● **Dataset excerpts**
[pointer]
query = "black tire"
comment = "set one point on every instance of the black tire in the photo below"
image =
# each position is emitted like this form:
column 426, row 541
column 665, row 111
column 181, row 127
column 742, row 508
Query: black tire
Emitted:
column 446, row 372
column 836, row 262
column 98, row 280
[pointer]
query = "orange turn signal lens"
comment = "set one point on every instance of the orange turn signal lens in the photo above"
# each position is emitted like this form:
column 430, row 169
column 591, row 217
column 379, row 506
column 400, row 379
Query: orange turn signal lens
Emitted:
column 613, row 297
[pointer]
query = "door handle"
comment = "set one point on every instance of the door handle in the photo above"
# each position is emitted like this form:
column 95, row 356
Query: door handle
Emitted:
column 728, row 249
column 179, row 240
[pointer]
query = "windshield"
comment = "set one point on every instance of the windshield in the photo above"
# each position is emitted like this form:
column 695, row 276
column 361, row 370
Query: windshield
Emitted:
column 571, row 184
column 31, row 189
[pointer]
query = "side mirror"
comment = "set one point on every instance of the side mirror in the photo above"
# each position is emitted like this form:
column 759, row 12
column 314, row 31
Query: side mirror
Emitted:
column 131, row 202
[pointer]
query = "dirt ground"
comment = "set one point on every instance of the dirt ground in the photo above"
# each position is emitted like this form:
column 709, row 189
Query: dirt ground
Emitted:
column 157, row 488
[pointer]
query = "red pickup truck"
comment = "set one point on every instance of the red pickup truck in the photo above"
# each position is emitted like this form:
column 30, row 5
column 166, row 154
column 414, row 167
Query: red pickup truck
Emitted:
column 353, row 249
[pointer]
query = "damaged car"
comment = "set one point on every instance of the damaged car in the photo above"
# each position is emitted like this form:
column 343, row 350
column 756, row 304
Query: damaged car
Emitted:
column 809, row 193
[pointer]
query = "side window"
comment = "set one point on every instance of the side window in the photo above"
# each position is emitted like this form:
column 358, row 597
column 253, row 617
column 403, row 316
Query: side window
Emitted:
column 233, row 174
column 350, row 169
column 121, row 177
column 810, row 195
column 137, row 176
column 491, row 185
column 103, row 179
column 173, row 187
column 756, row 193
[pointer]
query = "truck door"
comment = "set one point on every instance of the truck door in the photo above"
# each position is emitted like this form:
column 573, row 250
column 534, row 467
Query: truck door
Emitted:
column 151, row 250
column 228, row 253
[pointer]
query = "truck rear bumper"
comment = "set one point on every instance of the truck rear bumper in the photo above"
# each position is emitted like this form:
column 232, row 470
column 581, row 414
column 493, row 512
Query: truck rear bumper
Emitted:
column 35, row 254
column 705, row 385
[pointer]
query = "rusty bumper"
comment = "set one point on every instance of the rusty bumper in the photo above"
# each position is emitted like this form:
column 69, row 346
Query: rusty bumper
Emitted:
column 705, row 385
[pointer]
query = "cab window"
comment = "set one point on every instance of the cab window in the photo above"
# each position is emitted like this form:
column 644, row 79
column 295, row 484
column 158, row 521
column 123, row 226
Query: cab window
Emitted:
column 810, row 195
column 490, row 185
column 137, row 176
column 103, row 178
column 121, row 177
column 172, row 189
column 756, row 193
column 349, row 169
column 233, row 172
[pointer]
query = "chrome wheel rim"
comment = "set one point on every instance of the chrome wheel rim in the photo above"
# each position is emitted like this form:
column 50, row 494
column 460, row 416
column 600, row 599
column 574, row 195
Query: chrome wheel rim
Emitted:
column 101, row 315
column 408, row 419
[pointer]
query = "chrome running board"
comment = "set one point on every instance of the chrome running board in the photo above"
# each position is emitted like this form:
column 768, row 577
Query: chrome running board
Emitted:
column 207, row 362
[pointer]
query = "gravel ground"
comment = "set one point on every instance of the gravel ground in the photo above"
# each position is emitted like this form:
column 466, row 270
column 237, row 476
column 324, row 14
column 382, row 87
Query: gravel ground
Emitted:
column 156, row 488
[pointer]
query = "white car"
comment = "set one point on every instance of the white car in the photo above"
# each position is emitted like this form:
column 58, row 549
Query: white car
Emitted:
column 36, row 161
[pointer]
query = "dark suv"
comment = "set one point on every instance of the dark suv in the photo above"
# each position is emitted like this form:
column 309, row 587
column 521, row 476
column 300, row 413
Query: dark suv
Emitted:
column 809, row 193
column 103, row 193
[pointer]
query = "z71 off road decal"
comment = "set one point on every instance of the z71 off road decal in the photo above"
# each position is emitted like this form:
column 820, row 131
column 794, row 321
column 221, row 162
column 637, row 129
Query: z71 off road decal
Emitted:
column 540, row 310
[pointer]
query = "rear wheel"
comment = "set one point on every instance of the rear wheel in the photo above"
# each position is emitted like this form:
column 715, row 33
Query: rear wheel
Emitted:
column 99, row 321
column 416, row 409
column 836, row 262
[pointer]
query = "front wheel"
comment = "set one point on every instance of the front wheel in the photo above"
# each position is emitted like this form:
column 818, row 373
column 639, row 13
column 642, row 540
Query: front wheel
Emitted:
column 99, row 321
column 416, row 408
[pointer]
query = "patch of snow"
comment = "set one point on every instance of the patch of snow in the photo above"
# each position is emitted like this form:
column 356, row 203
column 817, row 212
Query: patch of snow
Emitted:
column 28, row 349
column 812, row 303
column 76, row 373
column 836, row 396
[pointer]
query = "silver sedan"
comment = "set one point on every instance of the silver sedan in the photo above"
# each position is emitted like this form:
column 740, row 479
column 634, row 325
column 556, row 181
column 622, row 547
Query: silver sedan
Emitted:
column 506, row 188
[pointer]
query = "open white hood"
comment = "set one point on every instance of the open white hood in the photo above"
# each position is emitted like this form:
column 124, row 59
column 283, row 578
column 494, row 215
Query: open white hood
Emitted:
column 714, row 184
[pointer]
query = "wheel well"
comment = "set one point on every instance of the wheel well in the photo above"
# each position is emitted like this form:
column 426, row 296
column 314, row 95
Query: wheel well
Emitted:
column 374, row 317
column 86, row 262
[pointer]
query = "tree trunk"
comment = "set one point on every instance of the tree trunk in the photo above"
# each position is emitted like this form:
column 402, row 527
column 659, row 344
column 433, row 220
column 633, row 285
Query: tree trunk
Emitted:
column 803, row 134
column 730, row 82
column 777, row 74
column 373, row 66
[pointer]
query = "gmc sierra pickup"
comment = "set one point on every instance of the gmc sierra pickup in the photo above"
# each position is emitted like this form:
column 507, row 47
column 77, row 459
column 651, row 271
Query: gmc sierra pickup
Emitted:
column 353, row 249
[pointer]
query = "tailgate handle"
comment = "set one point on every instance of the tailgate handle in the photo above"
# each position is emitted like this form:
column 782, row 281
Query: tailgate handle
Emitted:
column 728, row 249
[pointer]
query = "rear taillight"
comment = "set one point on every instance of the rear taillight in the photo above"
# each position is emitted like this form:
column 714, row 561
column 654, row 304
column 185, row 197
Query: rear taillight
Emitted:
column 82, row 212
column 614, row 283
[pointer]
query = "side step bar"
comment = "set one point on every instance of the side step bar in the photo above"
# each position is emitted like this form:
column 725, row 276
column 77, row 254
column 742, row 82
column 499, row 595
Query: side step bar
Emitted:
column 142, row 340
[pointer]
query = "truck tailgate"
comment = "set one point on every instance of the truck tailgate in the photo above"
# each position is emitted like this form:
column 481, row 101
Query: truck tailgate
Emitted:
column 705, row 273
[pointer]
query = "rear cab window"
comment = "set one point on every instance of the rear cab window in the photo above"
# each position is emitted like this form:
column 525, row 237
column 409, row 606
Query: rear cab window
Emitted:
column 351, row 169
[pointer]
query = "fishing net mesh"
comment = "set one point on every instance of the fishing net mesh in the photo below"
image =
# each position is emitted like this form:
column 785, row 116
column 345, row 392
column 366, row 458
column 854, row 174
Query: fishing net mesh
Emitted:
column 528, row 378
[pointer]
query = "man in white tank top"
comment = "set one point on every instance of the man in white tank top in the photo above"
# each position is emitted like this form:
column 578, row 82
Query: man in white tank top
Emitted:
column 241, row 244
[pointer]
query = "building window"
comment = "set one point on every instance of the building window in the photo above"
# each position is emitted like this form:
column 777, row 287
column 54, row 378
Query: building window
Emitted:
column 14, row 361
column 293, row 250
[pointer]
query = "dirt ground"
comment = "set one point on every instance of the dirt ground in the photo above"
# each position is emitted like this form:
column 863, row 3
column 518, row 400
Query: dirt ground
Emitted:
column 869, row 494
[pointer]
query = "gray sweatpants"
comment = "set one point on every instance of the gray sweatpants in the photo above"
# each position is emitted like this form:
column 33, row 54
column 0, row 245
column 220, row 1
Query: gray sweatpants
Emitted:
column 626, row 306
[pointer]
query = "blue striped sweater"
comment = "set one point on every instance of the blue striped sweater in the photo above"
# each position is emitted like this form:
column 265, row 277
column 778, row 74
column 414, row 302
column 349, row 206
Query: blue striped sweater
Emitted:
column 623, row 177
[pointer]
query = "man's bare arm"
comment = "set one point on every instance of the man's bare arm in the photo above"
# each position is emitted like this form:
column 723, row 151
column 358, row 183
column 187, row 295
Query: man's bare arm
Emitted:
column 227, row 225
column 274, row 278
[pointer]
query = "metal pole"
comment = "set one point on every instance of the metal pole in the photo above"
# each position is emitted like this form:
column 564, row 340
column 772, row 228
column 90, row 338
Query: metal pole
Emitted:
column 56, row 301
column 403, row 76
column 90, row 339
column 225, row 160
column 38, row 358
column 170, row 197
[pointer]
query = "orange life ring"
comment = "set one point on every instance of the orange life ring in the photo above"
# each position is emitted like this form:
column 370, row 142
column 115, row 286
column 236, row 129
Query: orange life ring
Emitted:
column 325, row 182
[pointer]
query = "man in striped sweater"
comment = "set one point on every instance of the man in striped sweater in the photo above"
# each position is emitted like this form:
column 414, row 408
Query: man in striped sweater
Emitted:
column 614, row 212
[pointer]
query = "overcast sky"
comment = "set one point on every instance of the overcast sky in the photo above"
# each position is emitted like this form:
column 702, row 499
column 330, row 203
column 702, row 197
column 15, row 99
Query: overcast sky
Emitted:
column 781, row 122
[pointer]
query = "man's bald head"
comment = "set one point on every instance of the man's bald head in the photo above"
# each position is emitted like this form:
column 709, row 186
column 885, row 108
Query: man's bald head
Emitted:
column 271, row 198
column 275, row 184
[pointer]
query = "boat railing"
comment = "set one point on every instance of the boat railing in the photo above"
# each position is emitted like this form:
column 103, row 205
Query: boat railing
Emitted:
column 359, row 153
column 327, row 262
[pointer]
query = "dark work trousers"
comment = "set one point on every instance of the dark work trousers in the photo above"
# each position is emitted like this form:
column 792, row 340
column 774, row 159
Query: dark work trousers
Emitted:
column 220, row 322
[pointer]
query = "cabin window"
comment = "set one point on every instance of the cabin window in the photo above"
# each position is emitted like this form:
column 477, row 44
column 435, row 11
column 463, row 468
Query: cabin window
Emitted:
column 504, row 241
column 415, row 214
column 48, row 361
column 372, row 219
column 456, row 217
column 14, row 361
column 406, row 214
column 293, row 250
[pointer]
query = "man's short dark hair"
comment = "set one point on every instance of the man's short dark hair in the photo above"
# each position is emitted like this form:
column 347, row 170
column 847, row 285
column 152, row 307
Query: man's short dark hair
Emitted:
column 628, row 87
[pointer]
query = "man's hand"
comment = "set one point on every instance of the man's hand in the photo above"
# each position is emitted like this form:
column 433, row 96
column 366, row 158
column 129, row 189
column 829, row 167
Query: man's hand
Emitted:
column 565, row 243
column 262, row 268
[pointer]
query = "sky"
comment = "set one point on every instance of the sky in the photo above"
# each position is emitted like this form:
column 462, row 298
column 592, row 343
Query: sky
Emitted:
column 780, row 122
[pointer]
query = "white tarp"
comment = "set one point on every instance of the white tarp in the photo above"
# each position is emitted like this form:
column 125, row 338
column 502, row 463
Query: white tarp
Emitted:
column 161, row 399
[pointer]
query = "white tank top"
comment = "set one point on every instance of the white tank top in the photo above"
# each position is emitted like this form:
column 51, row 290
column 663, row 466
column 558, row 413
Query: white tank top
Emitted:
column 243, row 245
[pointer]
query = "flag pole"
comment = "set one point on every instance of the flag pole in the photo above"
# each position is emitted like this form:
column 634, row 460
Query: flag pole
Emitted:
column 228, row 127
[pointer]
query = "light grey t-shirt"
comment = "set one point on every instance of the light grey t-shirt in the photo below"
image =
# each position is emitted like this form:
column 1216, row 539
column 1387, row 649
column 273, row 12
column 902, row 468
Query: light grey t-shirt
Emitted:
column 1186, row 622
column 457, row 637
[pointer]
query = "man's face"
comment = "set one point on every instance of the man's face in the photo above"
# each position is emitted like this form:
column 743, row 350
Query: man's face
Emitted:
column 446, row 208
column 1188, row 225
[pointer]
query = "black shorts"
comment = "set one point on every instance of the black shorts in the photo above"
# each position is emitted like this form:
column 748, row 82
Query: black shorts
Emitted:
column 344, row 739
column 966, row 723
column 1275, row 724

● **What to work on**
Set down the records verbatim, beginning with the first line and ending with the line that contains "column 179, row 240".

● **Problem solution**
[pointer]
query = "black tire"
comment = "set one point on every instance of the black tire in the photo below"
image =
# each position is emitted like this form:
column 426, row 541
column 665, row 111
column 181, row 127
column 742, row 508
Query: black tire
Emitted:
column 446, row 372
column 836, row 262
column 98, row 280
[pointer]
query = "orange turn signal lens"
comment = "set one point on every instance of the orange turn signal lens in the photo above"
# each position is emitted like this form:
column 430, row 169
column 591, row 217
column 379, row 506
column 400, row 379
Query: orange turn signal lens
Emitted:
column 613, row 297
[pointer]
query = "door handle"
comment = "set one point on every instance of the door handle in the photo above"
# each position is emitted like this form:
column 95, row 356
Query: door handle
Emitted:
column 728, row 249
column 179, row 240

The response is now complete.